> [GIVEN RECORDS]
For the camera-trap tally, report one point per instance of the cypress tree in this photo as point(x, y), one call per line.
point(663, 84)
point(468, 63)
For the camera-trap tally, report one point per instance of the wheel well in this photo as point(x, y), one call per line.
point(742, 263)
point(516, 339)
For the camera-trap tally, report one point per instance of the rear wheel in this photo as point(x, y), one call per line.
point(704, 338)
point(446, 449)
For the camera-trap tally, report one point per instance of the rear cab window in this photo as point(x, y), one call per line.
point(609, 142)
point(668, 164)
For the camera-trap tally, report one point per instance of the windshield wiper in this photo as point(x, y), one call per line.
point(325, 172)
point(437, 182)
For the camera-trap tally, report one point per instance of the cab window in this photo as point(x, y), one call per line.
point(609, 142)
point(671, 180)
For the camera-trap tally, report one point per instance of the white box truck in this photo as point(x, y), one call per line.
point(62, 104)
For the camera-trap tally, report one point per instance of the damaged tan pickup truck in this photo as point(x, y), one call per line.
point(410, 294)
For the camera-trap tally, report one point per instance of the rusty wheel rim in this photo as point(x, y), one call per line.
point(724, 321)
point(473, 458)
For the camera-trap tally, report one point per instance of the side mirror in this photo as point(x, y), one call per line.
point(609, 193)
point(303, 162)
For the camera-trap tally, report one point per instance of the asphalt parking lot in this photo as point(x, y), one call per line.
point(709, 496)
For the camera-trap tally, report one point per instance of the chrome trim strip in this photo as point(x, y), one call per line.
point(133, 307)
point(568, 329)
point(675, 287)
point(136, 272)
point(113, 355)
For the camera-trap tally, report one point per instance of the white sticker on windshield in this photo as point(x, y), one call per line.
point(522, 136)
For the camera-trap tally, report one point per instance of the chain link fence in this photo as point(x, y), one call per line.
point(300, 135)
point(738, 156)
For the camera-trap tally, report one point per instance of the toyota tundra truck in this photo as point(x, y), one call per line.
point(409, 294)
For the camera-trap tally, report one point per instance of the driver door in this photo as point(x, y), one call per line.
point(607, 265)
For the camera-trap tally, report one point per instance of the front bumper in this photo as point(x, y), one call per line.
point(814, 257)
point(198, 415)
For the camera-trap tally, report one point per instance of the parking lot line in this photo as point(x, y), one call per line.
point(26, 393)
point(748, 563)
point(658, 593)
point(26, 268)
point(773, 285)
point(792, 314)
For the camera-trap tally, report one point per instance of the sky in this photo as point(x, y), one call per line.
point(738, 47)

> [SHORT TASK] Swap "camera-trap tally" for "lot inventory" throughout the items above and give them again with nothing else changed.

> [RESULT]
For the lot inventory, report one point per instance of the cypress tree in this photo as point(x, y), one call per line.
point(663, 84)
point(468, 63)
For the lot inventory, report one point per instance of the wheel well in this photo as point(x, y), one call per line.
point(742, 263)
point(516, 339)
For the lot inventory, report one point per instance of the rear wheel in this photo as point(x, y), one call per line.
point(704, 338)
point(446, 449)
For the lot inventory, report one point per instance of the rear cab window in this photo as point(x, y), one call per line.
point(609, 142)
point(668, 164)
For the lot inventory, report one point per instance of the windshield wiper in this photo as point(x, y), one call per line.
point(325, 172)
point(437, 182)
For the lot inventory, report one point per instance of the cab window in this photo as point(x, y), one call per line.
point(609, 142)
point(671, 180)
For the lot inventory, report one point per instance of the white box truck in this photo as point(x, y), one call per line.
point(62, 104)
For the lot inventory, report one point per instance of the damaged tan pickup truck in this photo as point(x, y), one call per line.
point(410, 294)
For the lot inventory, report one point per instance of the rusty wheel rim in this photo as point(x, y), one call per line.
point(724, 321)
point(473, 458)
For the lot inventory, report one point per instance of the side mirror in this photo as point(x, y), one call per line.
point(609, 193)
point(303, 162)
For the lot inventory, report one point per instance of the asphalt parking lot in this photo as point(x, y), one call per line.
point(709, 496)
For the lot inventory, report one point per instance of the chrome trim strip in this photo as point(x, y), one call per line.
point(133, 307)
point(568, 329)
point(675, 287)
point(136, 272)
point(113, 355)
For the lot inventory, report one point per instance of the white sticker on windshield in this photo as point(x, y), one call per line.
point(522, 136)
For the lot inventory, report one point per instance of the chain link fence in this photo as point(x, y), one call per line.
point(300, 135)
point(738, 156)
For the lot inventory, report one point per instance of the toyota tundra truck in this photo as point(x, y), one call per line.
point(409, 294)
For the lot inventory, report one point per instance of the driver door in this photo as point(x, y), one call per line.
point(607, 265)
For the lot inventory, report one point per instance of the front bumper in this photo as point(x, y), one call per line.
point(814, 257)
point(198, 415)
For the lot inventory, report one point per instance of the parking lot line in this photo as point(x, y), one call per line.
point(26, 393)
point(748, 563)
point(658, 593)
point(26, 268)
point(773, 285)
point(792, 314)
For the lot inventory, report one point per instance of the sky in this photo as point(x, y), one call per line.
point(738, 47)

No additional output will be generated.